Supplied material: Begin

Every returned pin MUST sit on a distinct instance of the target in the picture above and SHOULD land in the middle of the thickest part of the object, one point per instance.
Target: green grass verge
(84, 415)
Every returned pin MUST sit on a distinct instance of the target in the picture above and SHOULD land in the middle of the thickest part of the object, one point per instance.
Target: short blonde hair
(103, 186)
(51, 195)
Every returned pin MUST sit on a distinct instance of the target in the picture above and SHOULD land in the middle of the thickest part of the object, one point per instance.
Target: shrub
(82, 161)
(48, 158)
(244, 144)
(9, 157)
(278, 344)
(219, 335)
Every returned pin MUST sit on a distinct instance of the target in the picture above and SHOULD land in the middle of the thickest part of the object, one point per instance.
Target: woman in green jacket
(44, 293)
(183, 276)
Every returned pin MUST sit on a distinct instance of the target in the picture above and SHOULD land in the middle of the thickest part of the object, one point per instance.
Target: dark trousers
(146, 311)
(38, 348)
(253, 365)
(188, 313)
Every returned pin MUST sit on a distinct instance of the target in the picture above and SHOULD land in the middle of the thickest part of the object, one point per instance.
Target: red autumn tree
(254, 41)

Supplied material: End

What you need to do:
Give back the whole of the data above, exactly as written.

Reply to the task:
Every returned pin MUST sit on a distinct instance of the target in the picture above and SHOULD land in the middle of the thickest part of the object, one point per instance.
Target: green grass verge
(84, 415)
Every returned pin MUST sit on a distinct instance of the target in the picture above and SHOULD land in the middle of the thickest part of the object, one point per instance.
Target: short blonde hair
(103, 186)
(51, 195)
Every returned pin MUST sit on a distinct instance of the target in the picture above and SHOULD land in the middle of the thickest part of the object, one point per instance.
Target: shrub
(82, 161)
(48, 158)
(244, 144)
(9, 157)
(278, 344)
(219, 335)
Every returned pin MUST sit on a distinct instance of the target in the picture above and SHOULD land in the middle of the thickest part of the object, one point per instance.
Target: woman in green jacket
(44, 293)
(183, 276)
Every returned pin MUST sit on a distinct instance of the target in the picture above and SHOULD land in the middle of the thickest part of the object, one point per instance.
Target: dark trousers
(146, 311)
(38, 348)
(253, 365)
(188, 313)
Every returned pin MUST sit on a distinct instance of the target in the picture above and SHOULD land in the middle of the thickest part of the object, one point per instance.
Target: red autumn tree
(254, 41)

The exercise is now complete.